Task directions ::
Locate the line bearing "Please mark the green" in the material below, then reproduce it and each following line up to and including the line bearing "Please mark the lake".
----- Source material -----
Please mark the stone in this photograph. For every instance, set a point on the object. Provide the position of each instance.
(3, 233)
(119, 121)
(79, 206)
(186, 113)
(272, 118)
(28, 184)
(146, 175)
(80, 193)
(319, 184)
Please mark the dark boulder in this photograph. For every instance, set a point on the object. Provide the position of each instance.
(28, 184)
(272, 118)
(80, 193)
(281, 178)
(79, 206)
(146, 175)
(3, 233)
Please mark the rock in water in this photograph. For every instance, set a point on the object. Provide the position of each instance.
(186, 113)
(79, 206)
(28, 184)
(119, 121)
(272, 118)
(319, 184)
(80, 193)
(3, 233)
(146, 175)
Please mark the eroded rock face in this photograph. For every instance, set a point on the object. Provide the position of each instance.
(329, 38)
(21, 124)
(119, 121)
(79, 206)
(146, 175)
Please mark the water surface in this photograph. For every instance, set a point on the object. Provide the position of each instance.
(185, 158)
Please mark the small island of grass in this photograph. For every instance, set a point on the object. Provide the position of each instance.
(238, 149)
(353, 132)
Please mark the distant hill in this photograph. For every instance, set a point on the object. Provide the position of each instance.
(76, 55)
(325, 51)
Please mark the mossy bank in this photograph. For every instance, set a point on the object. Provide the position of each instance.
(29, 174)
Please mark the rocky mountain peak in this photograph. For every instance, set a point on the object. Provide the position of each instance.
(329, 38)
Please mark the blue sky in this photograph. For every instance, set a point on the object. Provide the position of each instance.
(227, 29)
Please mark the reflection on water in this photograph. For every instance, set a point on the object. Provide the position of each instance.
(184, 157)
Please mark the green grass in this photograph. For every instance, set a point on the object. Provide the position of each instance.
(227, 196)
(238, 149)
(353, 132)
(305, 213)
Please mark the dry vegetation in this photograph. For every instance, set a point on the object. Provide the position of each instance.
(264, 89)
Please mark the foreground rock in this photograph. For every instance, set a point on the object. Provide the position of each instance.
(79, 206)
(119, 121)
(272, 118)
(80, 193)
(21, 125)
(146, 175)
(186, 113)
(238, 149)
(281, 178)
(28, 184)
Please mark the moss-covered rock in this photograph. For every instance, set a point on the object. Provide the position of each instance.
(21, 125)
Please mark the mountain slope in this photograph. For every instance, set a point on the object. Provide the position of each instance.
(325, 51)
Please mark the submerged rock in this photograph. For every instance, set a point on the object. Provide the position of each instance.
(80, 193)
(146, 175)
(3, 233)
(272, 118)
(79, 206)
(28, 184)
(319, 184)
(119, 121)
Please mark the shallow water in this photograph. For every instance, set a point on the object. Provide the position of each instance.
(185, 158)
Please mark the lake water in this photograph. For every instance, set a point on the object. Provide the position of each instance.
-----
----- Source material -----
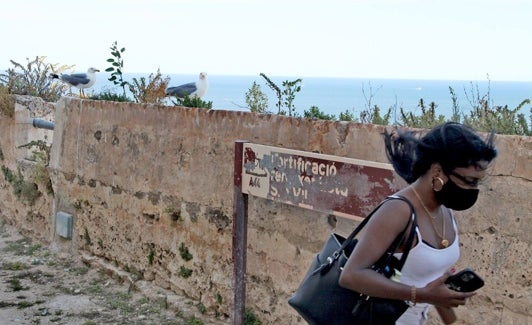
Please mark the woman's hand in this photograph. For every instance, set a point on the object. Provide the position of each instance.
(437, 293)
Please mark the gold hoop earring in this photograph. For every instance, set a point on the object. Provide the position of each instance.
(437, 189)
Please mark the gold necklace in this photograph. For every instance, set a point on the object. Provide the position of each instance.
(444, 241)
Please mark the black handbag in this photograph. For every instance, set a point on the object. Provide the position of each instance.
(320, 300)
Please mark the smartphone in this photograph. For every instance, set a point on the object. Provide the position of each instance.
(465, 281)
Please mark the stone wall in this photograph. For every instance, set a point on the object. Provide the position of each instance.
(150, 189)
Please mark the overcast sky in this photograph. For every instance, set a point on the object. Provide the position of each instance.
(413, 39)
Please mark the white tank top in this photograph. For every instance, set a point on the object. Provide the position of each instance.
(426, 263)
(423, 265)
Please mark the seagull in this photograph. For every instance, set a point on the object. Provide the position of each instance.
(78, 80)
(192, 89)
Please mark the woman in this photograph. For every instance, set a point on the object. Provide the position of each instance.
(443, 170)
-----
Answer space ::
Please mark the green grass in this photograph. For every instance, set a point on the object. Provide the position of each instance.
(227, 196)
(238, 149)
(353, 132)
(305, 213)
Please mark the dry vegetation in this photograph. For every instance, set a point on the object. Provide the position of each instance.
(264, 89)
Please mark the foreground rock in this photograph. For every instance, set a point on the object. Provide the position of each instance.
(79, 206)
(119, 121)
(272, 118)
(80, 193)
(21, 125)
(146, 175)
(186, 113)
(238, 149)
(281, 178)
(28, 184)
Please mark the moss-covered rock in this photograph. For every instance, set a point on the object. Provide the position of each instance.
(21, 125)
Please mark the mountain slope in this photograph. For every instance, set a point on the object. Provide the position of each instance.
(325, 51)
Please mark the submerged rock in this photograph. For every instance, set a point on the object. Provide the position of each instance.
(80, 193)
(146, 175)
(3, 233)
(272, 118)
(79, 206)
(28, 184)
(319, 184)
(119, 121)
Please mark the shallow water in this photograph. For every instance, set a point on the object. Provide the position of each instance.
(185, 158)
Please mark the lake water in this photograph. For every instance, set a point on the object. Provide the position of each instance.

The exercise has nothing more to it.